PROBLEM SET
a. In the blog post about Christmas wreath making, which three plants formed the basis of the wreaths?
b. Write out the blog post about Christmas wreath making, starting at "Sunday morning started" and ending at "create our wreaths.".
c. Extend the blog post about Christmas wreath making by carrying it on from its final sentence.

SELECTED PASSAGE
────────────────

#418 theoldmortuary ponders

Sunday morning started in a very misty icy way. I was crossing the Tamar to learn the art of Christmas Wreath making.

The sun only appeared as I approached the border between Devon and Cornwall.

Wreath making is a very fragrant occupation with Yew, Eucalyptus and Spruce as the basis for our creations.

Embellishment in the form of ivy, cones and oranges was the organic way we chose to create our wreaths.

A quick Google gives the explanation for Christmas Wreaths.

History of the Christmas Wreath by Gerry Wilson from Wilson, Michigan. Is everyone in Wilson called Wilson? https://www.wilsonevergreens.com/history-of-the-christmas-wreath/

Wreaths are more than just decorations. If you’re driving through town during the Holiday Season, you may see a Christmas wreath on almost every front door. Most people don’t think of the rich history attached to these beautiful Christmas decorations.

────────────────

DATA EXTRACT
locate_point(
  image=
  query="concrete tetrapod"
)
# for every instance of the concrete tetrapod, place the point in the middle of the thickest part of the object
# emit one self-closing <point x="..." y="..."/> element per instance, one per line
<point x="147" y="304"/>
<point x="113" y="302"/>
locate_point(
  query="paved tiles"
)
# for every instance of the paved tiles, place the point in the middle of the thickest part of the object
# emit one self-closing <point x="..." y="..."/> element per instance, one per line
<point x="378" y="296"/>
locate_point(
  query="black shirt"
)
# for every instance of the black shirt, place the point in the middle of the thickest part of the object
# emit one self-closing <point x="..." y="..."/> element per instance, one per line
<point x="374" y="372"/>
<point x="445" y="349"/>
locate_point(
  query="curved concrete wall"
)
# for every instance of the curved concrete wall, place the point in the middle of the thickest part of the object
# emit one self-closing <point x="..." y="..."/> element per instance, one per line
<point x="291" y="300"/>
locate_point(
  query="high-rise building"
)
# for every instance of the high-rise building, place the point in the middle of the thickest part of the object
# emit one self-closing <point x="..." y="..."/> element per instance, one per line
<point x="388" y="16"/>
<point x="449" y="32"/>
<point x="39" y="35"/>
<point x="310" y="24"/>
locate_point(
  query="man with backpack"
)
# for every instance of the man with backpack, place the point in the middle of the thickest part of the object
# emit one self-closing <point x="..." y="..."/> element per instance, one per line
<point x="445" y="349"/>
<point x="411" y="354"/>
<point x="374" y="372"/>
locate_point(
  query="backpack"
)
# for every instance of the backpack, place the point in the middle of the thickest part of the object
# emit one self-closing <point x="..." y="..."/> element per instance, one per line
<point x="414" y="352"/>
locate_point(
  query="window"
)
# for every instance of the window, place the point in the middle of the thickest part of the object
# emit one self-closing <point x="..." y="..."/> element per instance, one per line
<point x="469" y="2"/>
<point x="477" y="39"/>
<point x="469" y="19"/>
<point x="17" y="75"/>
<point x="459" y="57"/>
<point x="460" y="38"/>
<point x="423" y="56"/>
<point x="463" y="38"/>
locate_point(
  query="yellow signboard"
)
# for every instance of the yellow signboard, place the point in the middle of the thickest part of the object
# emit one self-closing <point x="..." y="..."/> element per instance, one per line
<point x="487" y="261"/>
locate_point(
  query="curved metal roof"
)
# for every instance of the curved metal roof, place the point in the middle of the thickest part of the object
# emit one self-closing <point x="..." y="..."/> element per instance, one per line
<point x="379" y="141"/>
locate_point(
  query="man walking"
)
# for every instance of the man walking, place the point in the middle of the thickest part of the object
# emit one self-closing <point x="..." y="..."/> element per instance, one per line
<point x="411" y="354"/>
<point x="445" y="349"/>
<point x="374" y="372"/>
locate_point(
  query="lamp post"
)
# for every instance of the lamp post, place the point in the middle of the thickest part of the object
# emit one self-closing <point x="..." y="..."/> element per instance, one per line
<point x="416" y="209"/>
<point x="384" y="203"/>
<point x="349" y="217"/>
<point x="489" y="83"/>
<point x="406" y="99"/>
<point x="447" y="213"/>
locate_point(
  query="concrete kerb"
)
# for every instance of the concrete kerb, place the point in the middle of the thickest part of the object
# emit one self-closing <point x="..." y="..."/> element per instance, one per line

────────────────

ANSWERS TO THE TASKS
a. Yew, Eucalyptus and Spruce.

b.
Sunday morning started in a very misty icy way. I was crossing the Tamar to learn the art of Christmas Wreath making.

The sun only appeared as I approached the border between Devon and Cornwall.

Wreath making is a very fragrant occupation with Yew, Eucalyptus and Spruce as the basis for our creations.

Embellishment in the form of ivy, cones and oranges was the organic way we chose to create our wreaths.

c.
The word wreath comes from the word “writhen” that was an old English word meaning “to writhe” or “to twist.” The art of hanging Christmas wreaths originated from the Romans who hung wreaths on their doors as a sign of victory and of their status in society. Women usually wore them as headdresses as a symbol of pride, and also donned them during special occasions such as weddings. Additionally, the victors of sporting events in ancient Greece were given laurel wreaths; This tradition still being used to this day during the Olympic games in which the medals are engraved with sprigs of laurel.

Christmas wreaths are made by twisting or bending evergreen branches into a large circle which are then decorated with pinecones and a red bow. The circle shape of the wreath is made to represent Christ’s eternal love, his strength, and the creation of new life. Evergreens are commonly used in the construction of the wreath due to their heartiness throughout harsh winters and that they denote strength as well as immortality. Christmas wreaths in the Catholic tradition had four candles – Three of purple, symbolizing penance, and expectation, and one of pink to represent the coming joy. The four Sundays preceding Christmas day are embodied by the four candles that were lit each Friday of Advent at dinner along with a prayer. Similarly to Catholic customs, traditional Pagan wreaths were also evergreen circles consisting of four candles. These candles represented the elements of Earth, wind, fire, and water. Their wreaths were typically used in rituals that would ensure the continuance of the circle of life.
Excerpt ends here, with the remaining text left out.